- _O PEDIDO_
Responda a cada pergunta com base no trecho sobre a previsão de Michael Moore.
(a) Com quanto tempo de antecedência Moore previu que Donald Trump seria o próximo presidente dos Estados Unidos?
(b) Qual é o título do artigo em que Moore anunciou que Trump ganharia em novembro?
(c) Segundo Moore, que parcela da população odeia especialmente o sistema que Hillary representa?

- _TRECHO SELECIONADO_
Trump: Moore acertou contra imprensa, pesquisas e seu desejo

Foto: Ilustração Página12
Foto: Ilustração Página12

Michael Moore diz que Hillary representa a velha guarda da política dos Estados Unidos, o chamado establishment, um sistema deteriorado que teima em se manter, odiado por amplas parcelas da população, especialmente os jovens.
De Salvador-Bahia – Com mais de três meses de antecedência, o cineasta estadunidense Michael Moore cometeu uma fantástica façanha como analista político: previu – na verdade, garantiu de forma contundente e substancial – que o milionário Donald Trump seria o próximo presidente dos Estados Unidos. Contra as previsões da grande imprensa e das pesquisas.
E contra os seus próprios desejos. Tanto que, passando por cima dos gemidos da sua consciência, se dizia disposto até a quebrar uma jura e votar na intragável (inclusive para ele, conforme se depreende de sua argumentação) Hillary Clinton.
(Quem se lembra que esta senhora, ex-primeira dama do país e então chanceler de Obama, saudou com uma sonora gargalhada a notícia do bárbaro linchamento público de Muammar Kadafi, o presidente da Líbia deposto por tropas do império e aliados?)
Evidentemente, Moore não queria a eleição de Trump, assegurada já chegando ao final das apurações na madrugada desta quarta-feira. Não queria na Casa Branca um homem marcado por muitos “istas” terríveis: machista, sexista, racista, xenófobo, direitista extremista, armamentista…
“Eu disse a vocês que Trump ganharia a candidatura republicana, e agora preciso lhes dar uma notícia ainda mais terrível e deprimente: Donald J. Trump ganhará em novembro”, anunciou Moore no artigo ‘Cinco razões pelas quais Trump ganhará’. “Nunca na minha vida desejei tanto que alguém prove que estou enganado”, lamentou.
Nas ‘Cinco razões’, Moore – identificado como um documentarista rebelde contra as misérias provocadas pelo império -, alinha, além de peculiaridades do seu país, alguns fatores marcantes da conjuntura social e política que beneficiariam o candidato do Partido Republicano.
Explica, por exemplo, que Hillary representa a velha guarda da política dos Estados Unidos, o chamado establishment, um sistema deteriorado que teima em se manter, odiado por amplas parcelas da população, especialmente os jovens.

- _MATERIAL FORNECIDO_
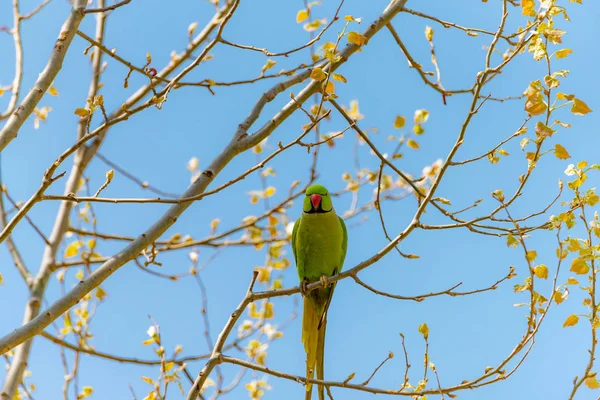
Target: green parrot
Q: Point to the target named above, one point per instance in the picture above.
(319, 243)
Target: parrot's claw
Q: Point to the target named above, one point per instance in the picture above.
(303, 288)
(324, 281)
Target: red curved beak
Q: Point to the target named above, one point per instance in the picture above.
(315, 199)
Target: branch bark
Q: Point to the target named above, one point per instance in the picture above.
(24, 110)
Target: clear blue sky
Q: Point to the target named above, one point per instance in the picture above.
(466, 334)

- _RESPOSTA CORRETA_
(a) Com mais de três meses de antecedência.
(b) "Cinco razões pelas quais Trump ganhará".
(c) Os jovens.